(Data extracted from a collection)

=== Begin Enclosure ===

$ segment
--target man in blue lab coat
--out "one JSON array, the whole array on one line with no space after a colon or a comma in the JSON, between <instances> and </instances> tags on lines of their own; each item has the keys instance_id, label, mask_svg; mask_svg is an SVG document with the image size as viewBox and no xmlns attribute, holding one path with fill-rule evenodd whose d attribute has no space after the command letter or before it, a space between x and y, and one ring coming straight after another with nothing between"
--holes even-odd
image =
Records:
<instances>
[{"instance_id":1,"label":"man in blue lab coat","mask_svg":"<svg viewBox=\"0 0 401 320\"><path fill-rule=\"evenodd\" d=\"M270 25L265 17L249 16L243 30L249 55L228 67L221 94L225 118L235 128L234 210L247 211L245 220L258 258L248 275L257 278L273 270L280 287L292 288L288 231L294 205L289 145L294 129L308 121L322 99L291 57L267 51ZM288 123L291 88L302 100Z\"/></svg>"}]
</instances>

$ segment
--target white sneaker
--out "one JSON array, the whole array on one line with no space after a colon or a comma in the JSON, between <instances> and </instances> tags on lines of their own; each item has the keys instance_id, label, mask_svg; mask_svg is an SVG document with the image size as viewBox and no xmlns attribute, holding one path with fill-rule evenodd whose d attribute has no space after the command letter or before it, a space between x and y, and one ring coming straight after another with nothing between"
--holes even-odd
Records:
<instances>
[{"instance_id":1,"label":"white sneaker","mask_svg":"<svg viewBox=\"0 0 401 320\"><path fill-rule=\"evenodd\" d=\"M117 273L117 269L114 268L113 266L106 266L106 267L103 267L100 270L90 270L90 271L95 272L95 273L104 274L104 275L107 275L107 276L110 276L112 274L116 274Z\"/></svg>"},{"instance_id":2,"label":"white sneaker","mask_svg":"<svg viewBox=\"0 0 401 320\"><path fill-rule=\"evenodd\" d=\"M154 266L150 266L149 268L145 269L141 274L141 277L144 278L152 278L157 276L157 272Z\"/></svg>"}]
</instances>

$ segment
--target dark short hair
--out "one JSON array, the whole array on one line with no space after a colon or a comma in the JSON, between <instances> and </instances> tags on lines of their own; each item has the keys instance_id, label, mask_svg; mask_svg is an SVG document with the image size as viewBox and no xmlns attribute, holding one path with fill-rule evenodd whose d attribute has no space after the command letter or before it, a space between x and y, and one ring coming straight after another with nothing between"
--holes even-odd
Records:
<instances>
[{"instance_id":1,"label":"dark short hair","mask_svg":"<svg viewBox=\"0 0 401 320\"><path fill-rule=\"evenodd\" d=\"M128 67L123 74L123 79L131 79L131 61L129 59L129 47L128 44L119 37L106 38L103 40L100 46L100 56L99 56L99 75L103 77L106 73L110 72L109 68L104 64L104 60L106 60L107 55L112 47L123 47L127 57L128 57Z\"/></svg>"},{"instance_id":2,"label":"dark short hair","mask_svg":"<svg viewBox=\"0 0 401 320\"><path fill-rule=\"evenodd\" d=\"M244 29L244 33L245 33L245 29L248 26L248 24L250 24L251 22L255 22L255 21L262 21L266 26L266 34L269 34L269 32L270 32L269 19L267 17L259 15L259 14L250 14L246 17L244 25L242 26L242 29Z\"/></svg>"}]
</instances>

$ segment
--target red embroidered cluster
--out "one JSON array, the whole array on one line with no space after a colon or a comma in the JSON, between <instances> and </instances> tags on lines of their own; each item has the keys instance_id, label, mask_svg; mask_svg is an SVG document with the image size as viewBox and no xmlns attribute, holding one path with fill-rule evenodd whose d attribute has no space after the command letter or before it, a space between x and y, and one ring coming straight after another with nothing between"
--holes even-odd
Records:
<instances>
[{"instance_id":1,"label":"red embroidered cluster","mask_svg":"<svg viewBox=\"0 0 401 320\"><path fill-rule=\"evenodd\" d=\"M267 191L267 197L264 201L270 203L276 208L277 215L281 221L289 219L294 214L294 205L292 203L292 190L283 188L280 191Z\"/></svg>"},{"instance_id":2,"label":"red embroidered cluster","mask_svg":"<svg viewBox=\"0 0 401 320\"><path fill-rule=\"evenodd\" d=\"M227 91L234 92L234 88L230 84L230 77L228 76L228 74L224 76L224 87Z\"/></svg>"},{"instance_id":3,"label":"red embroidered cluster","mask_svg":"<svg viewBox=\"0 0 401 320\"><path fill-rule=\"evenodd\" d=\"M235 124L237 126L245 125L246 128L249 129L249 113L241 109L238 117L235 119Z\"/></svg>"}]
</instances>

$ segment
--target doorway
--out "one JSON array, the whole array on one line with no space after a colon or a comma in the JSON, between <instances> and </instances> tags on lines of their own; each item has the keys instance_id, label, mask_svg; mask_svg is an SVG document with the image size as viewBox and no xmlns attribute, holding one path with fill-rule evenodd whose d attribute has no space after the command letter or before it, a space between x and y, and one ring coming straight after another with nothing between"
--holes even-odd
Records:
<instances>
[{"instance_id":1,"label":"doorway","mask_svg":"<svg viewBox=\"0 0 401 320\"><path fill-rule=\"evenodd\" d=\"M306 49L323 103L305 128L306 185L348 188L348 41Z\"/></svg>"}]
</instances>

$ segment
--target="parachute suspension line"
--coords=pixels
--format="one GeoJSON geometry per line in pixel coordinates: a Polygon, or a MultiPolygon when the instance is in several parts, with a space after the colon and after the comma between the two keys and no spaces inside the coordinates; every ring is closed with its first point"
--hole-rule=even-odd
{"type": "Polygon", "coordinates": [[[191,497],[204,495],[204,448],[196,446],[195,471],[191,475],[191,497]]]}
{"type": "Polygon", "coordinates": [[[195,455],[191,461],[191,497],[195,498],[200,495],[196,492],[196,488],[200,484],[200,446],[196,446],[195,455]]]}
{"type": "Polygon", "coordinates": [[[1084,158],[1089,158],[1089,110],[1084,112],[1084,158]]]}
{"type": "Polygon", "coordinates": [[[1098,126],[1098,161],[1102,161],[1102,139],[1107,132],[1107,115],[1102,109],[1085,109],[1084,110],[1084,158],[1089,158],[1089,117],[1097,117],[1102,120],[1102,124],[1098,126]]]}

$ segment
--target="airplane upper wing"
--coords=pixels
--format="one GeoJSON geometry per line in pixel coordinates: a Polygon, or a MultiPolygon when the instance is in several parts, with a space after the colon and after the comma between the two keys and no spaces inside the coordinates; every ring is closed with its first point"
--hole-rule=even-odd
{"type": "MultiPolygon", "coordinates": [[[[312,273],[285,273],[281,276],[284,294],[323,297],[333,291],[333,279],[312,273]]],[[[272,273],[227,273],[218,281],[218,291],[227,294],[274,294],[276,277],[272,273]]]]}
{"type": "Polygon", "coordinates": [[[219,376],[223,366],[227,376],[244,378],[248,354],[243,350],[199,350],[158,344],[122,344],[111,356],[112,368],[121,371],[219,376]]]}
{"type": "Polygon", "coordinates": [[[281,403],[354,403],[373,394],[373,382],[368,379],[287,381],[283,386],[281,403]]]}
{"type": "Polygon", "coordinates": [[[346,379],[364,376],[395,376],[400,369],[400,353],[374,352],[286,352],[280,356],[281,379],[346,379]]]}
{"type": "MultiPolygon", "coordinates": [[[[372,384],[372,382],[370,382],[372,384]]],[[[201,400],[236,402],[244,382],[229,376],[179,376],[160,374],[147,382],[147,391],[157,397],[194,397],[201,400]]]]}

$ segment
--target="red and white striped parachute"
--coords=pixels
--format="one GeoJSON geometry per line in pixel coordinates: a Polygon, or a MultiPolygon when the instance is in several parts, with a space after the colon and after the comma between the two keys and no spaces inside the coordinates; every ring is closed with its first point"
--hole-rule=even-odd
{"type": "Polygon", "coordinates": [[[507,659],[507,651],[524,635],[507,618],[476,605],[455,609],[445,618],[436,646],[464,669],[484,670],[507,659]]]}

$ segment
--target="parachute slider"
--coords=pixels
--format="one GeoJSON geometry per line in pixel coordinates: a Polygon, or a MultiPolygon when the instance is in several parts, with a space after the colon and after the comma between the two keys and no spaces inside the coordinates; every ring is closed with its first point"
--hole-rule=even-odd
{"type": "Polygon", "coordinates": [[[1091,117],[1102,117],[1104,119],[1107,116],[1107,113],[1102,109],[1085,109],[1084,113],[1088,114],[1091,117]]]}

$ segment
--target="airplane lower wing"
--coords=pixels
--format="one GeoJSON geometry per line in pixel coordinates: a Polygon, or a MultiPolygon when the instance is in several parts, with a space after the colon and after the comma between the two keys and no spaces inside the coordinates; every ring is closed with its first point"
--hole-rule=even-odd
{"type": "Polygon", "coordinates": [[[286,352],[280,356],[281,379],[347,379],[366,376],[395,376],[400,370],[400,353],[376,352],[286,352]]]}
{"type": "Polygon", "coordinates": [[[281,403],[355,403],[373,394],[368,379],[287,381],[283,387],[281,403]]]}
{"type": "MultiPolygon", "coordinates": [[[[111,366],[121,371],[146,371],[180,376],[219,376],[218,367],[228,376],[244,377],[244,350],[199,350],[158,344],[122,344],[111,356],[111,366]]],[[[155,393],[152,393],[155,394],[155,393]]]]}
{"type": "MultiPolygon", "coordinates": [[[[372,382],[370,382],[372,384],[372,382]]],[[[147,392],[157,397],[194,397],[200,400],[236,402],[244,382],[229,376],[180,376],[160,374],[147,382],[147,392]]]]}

=== End Enclosure ===

> **ABOUT THIS TASK**
Which lines of the records above contain the word "wing"? Copy each of them.

> **TASK SOLUTION**
--target="airplane upper wing"
--target="airplane lower wing"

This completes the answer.